■ **The task**
Every line of the data is to be reproduced exactly.

- - -

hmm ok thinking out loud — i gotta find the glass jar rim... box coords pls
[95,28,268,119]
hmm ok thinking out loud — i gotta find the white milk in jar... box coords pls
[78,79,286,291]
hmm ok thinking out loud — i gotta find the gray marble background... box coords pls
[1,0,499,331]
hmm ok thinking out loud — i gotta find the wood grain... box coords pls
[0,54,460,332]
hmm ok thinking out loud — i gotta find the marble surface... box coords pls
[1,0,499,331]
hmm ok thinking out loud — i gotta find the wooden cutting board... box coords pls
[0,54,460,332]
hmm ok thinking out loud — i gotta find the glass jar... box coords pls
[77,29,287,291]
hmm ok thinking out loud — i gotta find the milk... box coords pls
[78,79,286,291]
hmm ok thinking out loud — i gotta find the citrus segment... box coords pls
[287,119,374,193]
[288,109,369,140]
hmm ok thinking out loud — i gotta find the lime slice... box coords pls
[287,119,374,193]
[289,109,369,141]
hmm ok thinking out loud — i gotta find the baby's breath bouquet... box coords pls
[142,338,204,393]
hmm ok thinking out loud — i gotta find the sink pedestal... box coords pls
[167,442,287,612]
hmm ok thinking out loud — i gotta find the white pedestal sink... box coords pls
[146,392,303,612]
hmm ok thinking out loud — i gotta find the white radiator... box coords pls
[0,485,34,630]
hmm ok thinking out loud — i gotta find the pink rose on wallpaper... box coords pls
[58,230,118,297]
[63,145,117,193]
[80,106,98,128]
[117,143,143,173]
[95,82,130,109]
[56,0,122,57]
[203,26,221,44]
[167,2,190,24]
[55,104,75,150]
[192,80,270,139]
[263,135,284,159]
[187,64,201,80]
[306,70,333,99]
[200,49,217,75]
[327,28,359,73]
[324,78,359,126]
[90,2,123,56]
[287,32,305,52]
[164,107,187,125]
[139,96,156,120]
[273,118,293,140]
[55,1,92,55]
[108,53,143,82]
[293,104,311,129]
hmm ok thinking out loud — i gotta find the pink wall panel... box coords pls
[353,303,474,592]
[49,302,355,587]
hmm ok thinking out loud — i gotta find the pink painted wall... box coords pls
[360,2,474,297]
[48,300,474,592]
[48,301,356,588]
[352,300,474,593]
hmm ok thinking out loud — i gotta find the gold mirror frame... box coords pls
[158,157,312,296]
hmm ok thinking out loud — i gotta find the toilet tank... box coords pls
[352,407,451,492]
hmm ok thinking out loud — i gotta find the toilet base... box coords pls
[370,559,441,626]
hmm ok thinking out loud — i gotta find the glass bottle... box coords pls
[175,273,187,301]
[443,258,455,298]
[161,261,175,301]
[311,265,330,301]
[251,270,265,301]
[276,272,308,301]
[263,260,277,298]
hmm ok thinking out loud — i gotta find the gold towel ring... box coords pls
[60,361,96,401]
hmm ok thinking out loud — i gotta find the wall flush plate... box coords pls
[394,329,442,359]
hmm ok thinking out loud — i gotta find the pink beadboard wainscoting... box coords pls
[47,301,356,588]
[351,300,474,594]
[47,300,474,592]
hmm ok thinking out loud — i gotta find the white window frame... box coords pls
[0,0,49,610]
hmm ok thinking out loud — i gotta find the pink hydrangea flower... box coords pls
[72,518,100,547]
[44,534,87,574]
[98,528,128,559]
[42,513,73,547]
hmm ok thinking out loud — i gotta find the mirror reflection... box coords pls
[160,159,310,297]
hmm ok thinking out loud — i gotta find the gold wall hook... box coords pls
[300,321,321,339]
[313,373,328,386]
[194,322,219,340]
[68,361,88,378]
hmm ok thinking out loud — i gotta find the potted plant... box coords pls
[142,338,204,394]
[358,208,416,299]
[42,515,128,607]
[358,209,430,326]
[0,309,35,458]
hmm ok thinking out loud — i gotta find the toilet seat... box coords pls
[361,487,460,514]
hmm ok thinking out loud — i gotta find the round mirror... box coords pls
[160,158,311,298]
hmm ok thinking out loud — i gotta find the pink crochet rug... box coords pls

- - -

■ **Response to this task**
hmm ok thinking out loud — i gotta find the glass jar rim... box coords pls
[95,28,268,119]
hmm ok thinking out loud — i gotta find the white milk in jar... box coords pls
[78,79,286,291]
hmm ok thinking out loud — i gotta find the gray marble background... box coords pls
[1,0,499,331]
hmm ok thinking out loud — i gotta find the wood grain... box coords pls
[0,54,460,332]
hmm ok thinking out loud — i gotta find the marble surface... box coords pls
[1,0,499,331]
hmm ok thinking out loud — i gotta find the wooden cutting board... box coords pls
[0,54,460,332]
hmm ok thinking out loud — i gotta find the glass jar... box coords pls
[77,29,287,291]
hmm ok thinking out loud — i gotta find the milk... box coords pls
[78,79,286,291]
hmm ok thinking out loud — i gotta find the citrus segment... box coords pls
[287,119,374,193]
[288,109,369,140]
hmm ok thinking out loud — i gotta find the lime slice... box coords pls
[287,119,374,193]
[289,109,369,141]
hmm ok thinking out loud — i gotta find the baby's breath bouquet... box coords pls
[142,338,204,393]
hmm ok thinking out loud — i gotta find the sink pedestal... box coords pls
[167,442,287,612]
hmm ok thinking out loud — i gotta find the white pedestal sink... box coords pls
[146,392,303,612]
hmm ok thinking out loud — i gotta find the white radiator... box coords pls
[0,485,34,630]
hmm ok thinking out loud — i gotta find the pink rose on wallpaper... box coords pls
[58,230,118,297]
[63,145,117,193]
[80,106,98,128]
[117,143,143,173]
[95,82,130,109]
[56,0,122,57]
[203,26,221,44]
[167,2,190,24]
[55,104,75,150]
[192,80,270,139]
[263,135,284,159]
[187,64,201,80]
[306,70,333,99]
[200,49,217,75]
[327,28,359,73]
[324,78,359,126]
[90,2,123,56]
[287,32,305,52]
[164,107,187,125]
[139,96,156,120]
[273,118,293,140]
[55,1,92,55]
[108,53,143,82]
[293,104,311,129]
hmm ok thinking out loud — i gotta find the pink wall panel... box coords pls
[353,303,474,592]
[49,302,355,587]
hmm ok thinking out loud — i gotta find the pink painted wall... box coords pls
[360,2,474,297]
[48,300,474,592]
[48,301,356,588]
[352,300,474,593]
hmm ok thinking out loud — i gotta find the gold mirror frame... box coords pls
[158,157,312,296]
hmm ok thinking out loud — i gotta find the toilet tank... box coords pls
[352,407,451,492]
hmm ok thinking out loud — i gotta find the toilet base... box coords pls
[370,559,441,626]
hmm ok thinking out loud — i gotta find the glass bottle... box coords pls
[175,273,187,301]
[443,258,455,298]
[161,261,175,301]
[311,265,330,301]
[251,270,265,301]
[276,272,308,301]
[263,260,277,298]
hmm ok thinking out loud — i gotta find the gold towel ring... box coords pls
[60,361,96,401]
hmm ok thinking out loud — i gotta find the wall flush plate... box coords pls
[394,329,442,359]
hmm ok thinking out loud — i gotta find the pink beadboard wainscoting... box coords pls
[47,301,356,588]
[351,300,474,594]
[47,300,474,592]
hmm ok thinking out loud — i gotta find the white window frame... box coords pls
[0,0,49,610]
hmm ok thinking out loud — i gotta find the pink hydrangea flower... box coords pls
[72,518,100,547]
[44,534,87,574]
[98,528,128,559]
[42,513,73,547]
hmm ok thinking out loud — i gotta find the mirror reflection... box coords pls
[160,159,310,297]
hmm ok thinking out loud — i gotta find the gold wall hook... box coords pls
[300,321,321,339]
[313,373,328,386]
[194,322,219,340]
[68,361,88,378]
hmm ok thinking out loud — i gotta find the potted plant... box coords pls
[142,338,204,394]
[358,208,416,299]
[42,515,128,607]
[358,209,430,326]
[0,309,35,458]
hmm ok thinking out loud — i gotta find the toilet seat... box coords pls
[361,487,460,514]
hmm ok thinking out loud — i gotta find the round mirror... box coords pls
[160,158,311,298]
hmm ok thinking out loud — i gotta find the pink crochet rug... box coords pls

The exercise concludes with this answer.